» CONSIGNE: Reprenez le texte sur les cancers et les œstrogènes là où il s'arrête, puis poursuivez-le.

» EXTRAIT À LIRE:
#####
Introduction
Les cancers dits « hormonodépendants » ou « hormonosensibles » sont ceux où les hormones influencent la prolifération des cellules cancéreuses. Ces cancers se développent notamment dans des tissus intimement liés aux fonctions hormonales, tels que les cancers de la prostate, du sein, de l’endomètre, de la thyroïde ou de l’ovaire, représentant environ 20 % des cas mondiaux.
Toutefois, de nouvelles recherches menées par des scientifiques français de l’Institut Curie, de l’Inserm et du CNRS révèlent que d'autres cancers, historiquement non classés comme hormonodépendants, pourraient aussi être influencés par les œstrogènes, hormones sexuelles féminines.
Une nouvelle compréhension des cancers non hormonodépendants
L’étude, publiée le 11 juin dans la revue Nature, identifie cette influence hormonale dans des cancers tels que le mélanome, le cancer gastrique ou le cancer de la thyroïde. Le mélanome, par exemple, est plus fréquemment observé chez les femmes entre la puberté et la ménopause, comparé aux hommes du même âge. Les dermatologues avaient empiriquement observé une incidence accrue de mélanomes chez ces femmes, notamment post-grossesse.
#####
Entrées de la collection:

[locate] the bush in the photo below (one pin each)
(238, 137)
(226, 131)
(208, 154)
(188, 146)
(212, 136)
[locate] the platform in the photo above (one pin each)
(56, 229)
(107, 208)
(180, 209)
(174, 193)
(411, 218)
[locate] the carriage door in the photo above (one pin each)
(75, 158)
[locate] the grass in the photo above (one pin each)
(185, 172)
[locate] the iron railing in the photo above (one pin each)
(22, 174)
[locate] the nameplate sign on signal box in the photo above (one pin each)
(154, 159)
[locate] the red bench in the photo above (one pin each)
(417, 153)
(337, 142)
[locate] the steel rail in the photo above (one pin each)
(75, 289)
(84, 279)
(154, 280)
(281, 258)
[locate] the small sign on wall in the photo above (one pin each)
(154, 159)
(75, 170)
#####
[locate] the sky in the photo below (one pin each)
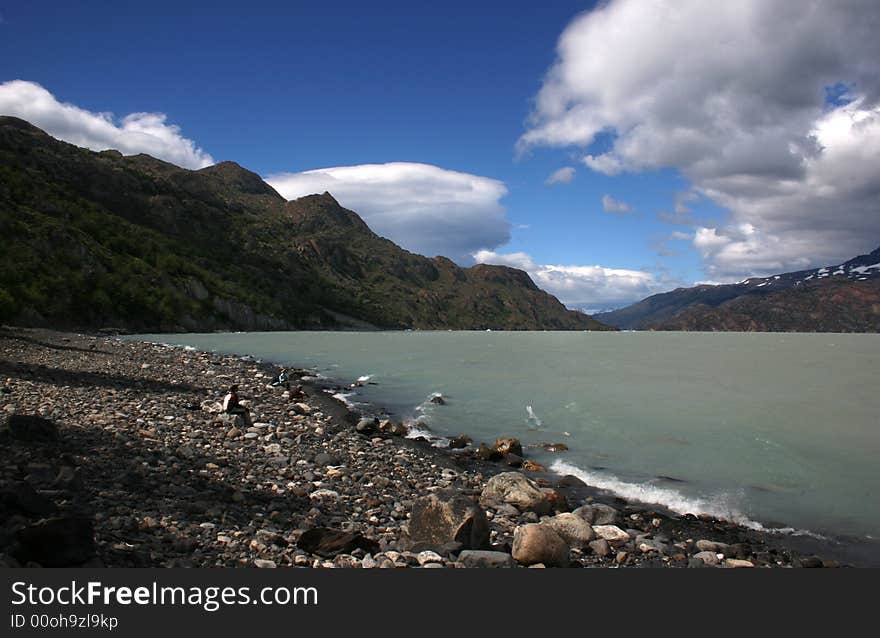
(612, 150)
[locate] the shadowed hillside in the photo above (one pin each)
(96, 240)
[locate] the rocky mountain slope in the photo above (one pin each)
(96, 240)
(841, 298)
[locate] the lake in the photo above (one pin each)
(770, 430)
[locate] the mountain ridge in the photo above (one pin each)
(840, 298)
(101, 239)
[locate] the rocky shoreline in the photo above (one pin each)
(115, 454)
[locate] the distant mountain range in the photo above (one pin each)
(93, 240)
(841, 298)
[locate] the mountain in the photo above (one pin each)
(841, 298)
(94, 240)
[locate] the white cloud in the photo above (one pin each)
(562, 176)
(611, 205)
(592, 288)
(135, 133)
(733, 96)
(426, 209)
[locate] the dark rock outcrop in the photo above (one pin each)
#####
» RÉPONSE:
Découverte d'une boucle métastatique influencée par les hormones
Les chercheurs ont découvert une voie de signalisation moléculaire inédite et hormonalement dépendante. Cette boucle de régulation implique des acteurs moléculaires clés tels que ESR1 (le récepteur aux œstrogènes) qui déclenche l’induction du récepteur GRPR (récepteur de peptide libérant la gastrine), activant la voie pro-métastatique YAP1, laquelle réprime la E-cadhérine (ECAD), une protéine d’adhésion cellulaire essentielle. La réduction d’ECAD facilite la progression tumorale et, en un cercle vicieux, maintient l’activité de cette boucle.
Cette boucle joue un rôle dans la croissance tumorale, la migration cellulaire vers d'autres organes (métastases) et la résistance à l’anoïkis, un processus de mort cellulaire devant normalement protéger contre les métastases. Chez les femmes, ce mécanisme dépend de l’action des œstrogènes sur le récepteur ESR1.
Perspectives thérapeutiques
GRPR, un élément clé de cette boucle, fait partie des récepteurs couplés aux protéines G, bien qu’encore sous-étudiés en oncologie, ces récepteurs représentent une proportion significative des cibles pharmaceutiques actuelles. L’administration d’antagonistes de GRPR dans des modèles précliniques a montré une réduction des métastases, soulignant le potentiel de GRPR comme cible thérapeutique.
La mise en œuvre de thérapies combinées ciblant les oestrogènes pourrait être une stratégie pertinente pour traiter les mélanomes et d’autres cancers impliquant cette boucle métastatique.
Conclusion
Cette étude éclaire l’importance des facteurs hormonaux dans le développement des cancers, remettant en cause certaines classifications traditionnelles et ouvrant la voie à de nouvelles approches thérapeutiques, particulièrement adaptées à la médecine de précision pour les femmes. Elle souligne également l’importance d’intégrer ces connaissances dans la prévention, le diagnostic et le traitement des cancers, tout en mettant en évidence les différences significatives selon le sexe et l’âge.
Le Dr Lionel Larue, directeur de recherche à l’Inserm, souligne l'impact potentiel de ces découvertes pour améliorer la prise en charge spécifique des patientes à travers des traitements innovants fondés sur les caractéristiques biologiques et hormonales des cancers.